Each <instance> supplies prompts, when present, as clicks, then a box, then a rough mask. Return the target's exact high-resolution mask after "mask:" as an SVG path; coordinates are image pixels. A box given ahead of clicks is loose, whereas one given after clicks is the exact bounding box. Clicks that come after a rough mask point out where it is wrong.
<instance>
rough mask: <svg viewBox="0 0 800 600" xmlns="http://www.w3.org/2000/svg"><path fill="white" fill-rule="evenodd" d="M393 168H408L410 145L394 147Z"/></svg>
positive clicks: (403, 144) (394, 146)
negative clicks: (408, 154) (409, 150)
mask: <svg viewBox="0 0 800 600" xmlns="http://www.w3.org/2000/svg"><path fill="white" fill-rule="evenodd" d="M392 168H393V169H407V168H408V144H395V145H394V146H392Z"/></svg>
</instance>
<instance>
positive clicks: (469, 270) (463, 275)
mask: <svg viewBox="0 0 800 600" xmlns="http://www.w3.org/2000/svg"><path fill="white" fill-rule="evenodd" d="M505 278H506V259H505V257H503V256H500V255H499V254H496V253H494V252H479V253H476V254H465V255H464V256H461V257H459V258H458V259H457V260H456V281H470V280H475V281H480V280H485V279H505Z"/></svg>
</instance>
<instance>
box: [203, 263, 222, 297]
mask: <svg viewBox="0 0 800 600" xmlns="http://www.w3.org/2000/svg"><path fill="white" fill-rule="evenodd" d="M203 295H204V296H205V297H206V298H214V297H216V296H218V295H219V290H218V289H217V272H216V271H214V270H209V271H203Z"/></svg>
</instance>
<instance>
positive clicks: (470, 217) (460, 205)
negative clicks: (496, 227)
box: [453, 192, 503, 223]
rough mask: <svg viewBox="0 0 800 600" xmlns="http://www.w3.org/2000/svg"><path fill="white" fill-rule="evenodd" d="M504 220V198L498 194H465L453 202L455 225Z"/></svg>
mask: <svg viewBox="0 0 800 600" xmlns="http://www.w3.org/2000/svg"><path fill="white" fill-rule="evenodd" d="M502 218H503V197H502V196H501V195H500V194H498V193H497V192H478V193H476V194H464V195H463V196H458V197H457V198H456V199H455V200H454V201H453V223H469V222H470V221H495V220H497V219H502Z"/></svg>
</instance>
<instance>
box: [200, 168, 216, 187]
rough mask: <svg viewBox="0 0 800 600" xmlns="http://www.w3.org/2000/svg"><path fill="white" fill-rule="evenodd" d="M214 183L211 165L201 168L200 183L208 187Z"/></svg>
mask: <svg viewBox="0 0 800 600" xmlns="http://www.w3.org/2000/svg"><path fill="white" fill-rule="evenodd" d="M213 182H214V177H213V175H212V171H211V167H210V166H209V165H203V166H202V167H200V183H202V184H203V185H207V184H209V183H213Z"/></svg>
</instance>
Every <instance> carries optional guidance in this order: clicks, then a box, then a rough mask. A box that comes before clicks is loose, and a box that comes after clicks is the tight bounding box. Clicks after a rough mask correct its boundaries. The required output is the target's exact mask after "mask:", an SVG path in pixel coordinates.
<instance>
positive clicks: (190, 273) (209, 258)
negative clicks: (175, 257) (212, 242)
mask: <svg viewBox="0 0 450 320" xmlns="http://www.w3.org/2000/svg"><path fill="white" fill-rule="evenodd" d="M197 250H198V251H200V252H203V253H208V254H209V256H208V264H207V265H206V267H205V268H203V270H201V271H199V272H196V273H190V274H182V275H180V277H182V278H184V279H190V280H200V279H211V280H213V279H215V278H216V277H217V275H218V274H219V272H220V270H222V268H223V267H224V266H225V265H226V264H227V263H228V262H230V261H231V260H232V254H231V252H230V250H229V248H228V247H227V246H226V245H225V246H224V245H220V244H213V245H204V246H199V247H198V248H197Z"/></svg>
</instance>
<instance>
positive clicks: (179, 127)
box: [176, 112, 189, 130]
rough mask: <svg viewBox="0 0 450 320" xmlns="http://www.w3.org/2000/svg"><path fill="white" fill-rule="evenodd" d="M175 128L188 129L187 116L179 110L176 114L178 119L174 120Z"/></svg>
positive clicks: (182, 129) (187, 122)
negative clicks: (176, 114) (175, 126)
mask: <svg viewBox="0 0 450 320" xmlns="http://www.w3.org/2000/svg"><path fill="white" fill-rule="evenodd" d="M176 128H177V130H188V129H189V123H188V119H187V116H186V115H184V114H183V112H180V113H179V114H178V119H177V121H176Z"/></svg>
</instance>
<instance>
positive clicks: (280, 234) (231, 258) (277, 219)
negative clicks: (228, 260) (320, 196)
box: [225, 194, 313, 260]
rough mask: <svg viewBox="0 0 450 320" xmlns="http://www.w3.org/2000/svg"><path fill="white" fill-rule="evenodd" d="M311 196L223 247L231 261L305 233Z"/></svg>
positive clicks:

§ **Problem requirements**: Your task is to repeat the entries exactly.

§ **Task result**:
Each <instance> supplies prompts, when present, as clicks, then a box, then a rough mask. Return the target's exact high-resolution mask after "mask:" as an SVG path; coordinates are image pixels. A box given ahead of clicks is loose, whereas one given after clicks is the exact bounding box. Clicks that come after a rough mask point out where it is wrong.
<instance>
rough mask: <svg viewBox="0 0 800 600" xmlns="http://www.w3.org/2000/svg"><path fill="white" fill-rule="evenodd" d="M393 168H408L410 145L394 147Z"/></svg>
positive clicks: (403, 144) (394, 146)
negative clicks: (408, 154) (409, 150)
mask: <svg viewBox="0 0 800 600" xmlns="http://www.w3.org/2000/svg"><path fill="white" fill-rule="evenodd" d="M392 168H393V169H407V168H408V144H395V145H394V146H392Z"/></svg>
</instance>
<instance>
positive clicks: (469, 270) (463, 275)
mask: <svg viewBox="0 0 800 600" xmlns="http://www.w3.org/2000/svg"><path fill="white" fill-rule="evenodd" d="M505 278H506V259H505V257H503V256H500V255H499V254H496V253H494V252H479V253H476V254H465V255H464V256H461V257H459V258H458V259H457V260H456V281H470V280H475V281H480V280H485V279H505Z"/></svg>
</instance>
<instance>
box: [203, 263, 222, 297]
mask: <svg viewBox="0 0 800 600" xmlns="http://www.w3.org/2000/svg"><path fill="white" fill-rule="evenodd" d="M203 295H204V296H205V297H206V298H214V297H216V296H218V295H219V290H218V289H217V272H216V271H214V270H209V271H203Z"/></svg>
</instance>
<instance>
positive clicks: (470, 217) (460, 205)
negative clicks: (496, 227)
box: [453, 192, 503, 223]
rough mask: <svg viewBox="0 0 800 600" xmlns="http://www.w3.org/2000/svg"><path fill="white" fill-rule="evenodd" d="M504 220V198L498 194H465L453 202L455 225Z"/></svg>
mask: <svg viewBox="0 0 800 600" xmlns="http://www.w3.org/2000/svg"><path fill="white" fill-rule="evenodd" d="M502 218H503V197H502V196H501V195H500V194H498V193H497V192H478V193H476V194H464V195H463V196H458V197H457V198H456V199H455V200H454V201H453V223H469V222H470V221H495V220H497V219H502Z"/></svg>
</instance>
<instance>
box: [200, 168, 216, 187]
rough mask: <svg viewBox="0 0 800 600" xmlns="http://www.w3.org/2000/svg"><path fill="white" fill-rule="evenodd" d="M214 183L211 165L201 168L200 183L208 187Z"/></svg>
mask: <svg viewBox="0 0 800 600" xmlns="http://www.w3.org/2000/svg"><path fill="white" fill-rule="evenodd" d="M213 182H214V177H213V175H212V171H211V167H210V166H209V165H203V166H202V167H200V183H202V184H203V185H207V184H209V183H213Z"/></svg>
</instance>
Every <instance> carries optional guidance in this order: clicks, then a box, then a rough mask. A box that comes before clicks is loose, and a box that comes after clicks is the tight bounding box. Clicks after a rough mask correct its boundaries. The required output is the target's exact mask after "mask:", an SVG path in pixel coordinates.
<instance>
positive clicks: (190, 273) (209, 258)
negative clicks: (175, 257) (212, 242)
mask: <svg viewBox="0 0 450 320" xmlns="http://www.w3.org/2000/svg"><path fill="white" fill-rule="evenodd" d="M197 250H198V251H200V252H203V253H208V254H209V256H208V264H207V265H206V267H205V268H203V270H201V271H199V272H196V273H190V274H182V275H180V277H182V278H184V279H190V280H200V279H211V280H213V279H215V278H216V277H217V275H218V274H219V272H220V270H222V268H223V267H224V266H225V265H226V264H227V263H228V262H230V261H231V260H232V254H231V252H230V250H229V248H228V247H227V246H226V245H225V246H224V245H220V244H213V245H204V246H199V247H198V248H197Z"/></svg>
</instance>
<instance>
positive clicks: (179, 127)
box: [176, 112, 189, 130]
rough mask: <svg viewBox="0 0 450 320" xmlns="http://www.w3.org/2000/svg"><path fill="white" fill-rule="evenodd" d="M175 128L188 129L187 116L179 110L176 114L178 119L174 120Z"/></svg>
positive clicks: (182, 129) (187, 122)
negative clicks: (176, 114) (175, 126)
mask: <svg viewBox="0 0 450 320" xmlns="http://www.w3.org/2000/svg"><path fill="white" fill-rule="evenodd" d="M176 128H177V130H188V129H189V123H188V119H187V116H186V115H184V114H183V112H180V113H179V114H178V119H177V121H176Z"/></svg>
</instance>
<instance>
positive clicks: (280, 234) (231, 258) (277, 219)
negative clicks: (228, 260) (320, 196)
box: [225, 194, 313, 260]
rough mask: <svg viewBox="0 0 450 320" xmlns="http://www.w3.org/2000/svg"><path fill="white" fill-rule="evenodd" d="M311 196L223 247L231 261L305 233Z"/></svg>
positive clicks:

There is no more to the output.